Texto proporcionado =
• • • • •

Quisiera honrar su memoria recordando con ella, como si aún estuviera viva, a nuestro padre, figura singular, ligado como todos los padres a una infancia, a la intimidad. Vivaz, de ojos pequeños y azules, pícaros, los dejaba ver tras sus anteojos redondos, enmarcados en oro; los conservo; junto, unos de mi madre en grueso carey, cuadrados. Usó barba largo tiempo, barba puntiaguda y risueña. También bastones, le gustaba comprarlos con puños de oro, de plata, de marfil, cabeza de perro, de perico o de elegante estampa.

• • • • •

Material proporcionado =

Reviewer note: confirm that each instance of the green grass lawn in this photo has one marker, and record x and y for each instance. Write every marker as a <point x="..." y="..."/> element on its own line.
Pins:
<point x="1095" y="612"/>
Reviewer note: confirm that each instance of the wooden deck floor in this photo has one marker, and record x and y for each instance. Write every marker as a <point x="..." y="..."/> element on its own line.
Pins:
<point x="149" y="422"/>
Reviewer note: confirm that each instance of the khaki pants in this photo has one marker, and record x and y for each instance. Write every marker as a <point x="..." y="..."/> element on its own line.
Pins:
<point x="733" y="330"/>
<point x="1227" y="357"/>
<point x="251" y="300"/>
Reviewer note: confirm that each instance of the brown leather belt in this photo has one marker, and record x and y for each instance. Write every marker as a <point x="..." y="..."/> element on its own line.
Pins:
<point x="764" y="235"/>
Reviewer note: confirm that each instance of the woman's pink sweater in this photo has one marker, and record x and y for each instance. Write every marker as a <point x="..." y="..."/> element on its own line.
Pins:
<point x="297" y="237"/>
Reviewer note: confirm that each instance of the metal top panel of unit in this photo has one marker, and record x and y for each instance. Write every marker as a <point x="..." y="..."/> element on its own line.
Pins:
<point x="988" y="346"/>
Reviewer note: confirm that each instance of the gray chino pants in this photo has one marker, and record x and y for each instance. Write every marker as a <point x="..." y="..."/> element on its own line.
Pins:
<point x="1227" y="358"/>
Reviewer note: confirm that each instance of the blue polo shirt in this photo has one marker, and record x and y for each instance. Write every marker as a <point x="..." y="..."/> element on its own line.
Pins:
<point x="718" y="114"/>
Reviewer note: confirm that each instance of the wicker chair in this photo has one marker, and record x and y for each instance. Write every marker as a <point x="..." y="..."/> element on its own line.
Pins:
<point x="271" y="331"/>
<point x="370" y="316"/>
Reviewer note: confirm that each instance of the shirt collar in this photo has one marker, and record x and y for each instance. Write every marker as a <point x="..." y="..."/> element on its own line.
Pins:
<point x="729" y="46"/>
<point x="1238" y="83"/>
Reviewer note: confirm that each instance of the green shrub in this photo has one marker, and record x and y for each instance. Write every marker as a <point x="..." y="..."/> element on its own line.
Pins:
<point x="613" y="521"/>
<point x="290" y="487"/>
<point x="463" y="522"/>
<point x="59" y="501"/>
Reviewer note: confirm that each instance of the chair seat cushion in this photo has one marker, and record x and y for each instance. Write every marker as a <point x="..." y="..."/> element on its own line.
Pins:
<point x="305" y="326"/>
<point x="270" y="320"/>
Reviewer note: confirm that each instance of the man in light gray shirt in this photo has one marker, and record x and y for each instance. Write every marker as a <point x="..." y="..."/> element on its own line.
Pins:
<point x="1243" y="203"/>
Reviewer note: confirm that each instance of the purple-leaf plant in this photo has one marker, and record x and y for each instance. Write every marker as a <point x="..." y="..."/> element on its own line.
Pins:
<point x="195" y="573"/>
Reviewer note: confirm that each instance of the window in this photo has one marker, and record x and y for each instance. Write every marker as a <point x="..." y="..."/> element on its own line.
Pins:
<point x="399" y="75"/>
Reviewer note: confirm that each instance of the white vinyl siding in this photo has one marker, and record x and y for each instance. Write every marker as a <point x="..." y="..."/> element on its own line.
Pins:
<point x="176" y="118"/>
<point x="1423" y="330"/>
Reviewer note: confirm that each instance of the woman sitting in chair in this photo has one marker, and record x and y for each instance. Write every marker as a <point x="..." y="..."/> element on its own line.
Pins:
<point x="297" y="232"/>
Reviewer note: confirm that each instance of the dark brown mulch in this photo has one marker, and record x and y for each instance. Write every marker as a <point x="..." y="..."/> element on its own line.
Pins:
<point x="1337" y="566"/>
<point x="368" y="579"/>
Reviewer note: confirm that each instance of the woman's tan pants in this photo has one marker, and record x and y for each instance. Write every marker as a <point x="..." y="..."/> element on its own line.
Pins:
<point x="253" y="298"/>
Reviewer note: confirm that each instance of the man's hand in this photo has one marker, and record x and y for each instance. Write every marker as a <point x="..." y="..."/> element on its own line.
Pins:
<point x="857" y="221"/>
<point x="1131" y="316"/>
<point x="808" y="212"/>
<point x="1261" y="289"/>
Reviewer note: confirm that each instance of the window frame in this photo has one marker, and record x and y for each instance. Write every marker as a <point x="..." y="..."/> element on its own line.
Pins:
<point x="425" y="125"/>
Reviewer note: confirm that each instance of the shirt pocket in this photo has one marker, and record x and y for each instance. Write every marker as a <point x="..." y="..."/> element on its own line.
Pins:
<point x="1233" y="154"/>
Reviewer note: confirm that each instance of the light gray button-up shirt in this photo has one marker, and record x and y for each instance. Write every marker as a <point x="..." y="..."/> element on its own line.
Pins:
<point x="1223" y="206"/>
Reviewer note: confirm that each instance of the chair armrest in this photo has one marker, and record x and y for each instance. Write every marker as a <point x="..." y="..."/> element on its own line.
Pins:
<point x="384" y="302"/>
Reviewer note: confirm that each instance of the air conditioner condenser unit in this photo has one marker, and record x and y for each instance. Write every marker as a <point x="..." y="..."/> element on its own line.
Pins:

• • • • •

Tarea planteada A = Por favor, reescribe el fragmento del texto proporcionado que empieza con "Quisiera honrar su" y sigue hasta "de elegante estampa.", sustituyendo "bastones" por "paraguas".
Tarea planteada B = Enumera los materiales de los puños de bastón que se mencionan en el texto proporcionado.
Responde basándote solo en el texto proporcionado.

Respuesta correcta A =
Quisiera honrar su memoria recordando con ella, como si aún estuviera viva, a nuestro padre, figura singular, ligado como todos los padres a una infancia, a la intimidad. Vivaz, de ojos pequeños y azules, pícaros, los dejaba ver tras sus anteojos redondos, enmarcados en oro; los conservo; junto, unos de mi madre en grueso carey, cuadrados. Usó barba largo tiempo, barba puntiaguda y risueña. También paraguas, le gustaba comprarlos con puños de oro, de plata, de marfil, cabeza de perro, de perico o de elegante estampa.

Respuesta correcta B = oro, plata, marfil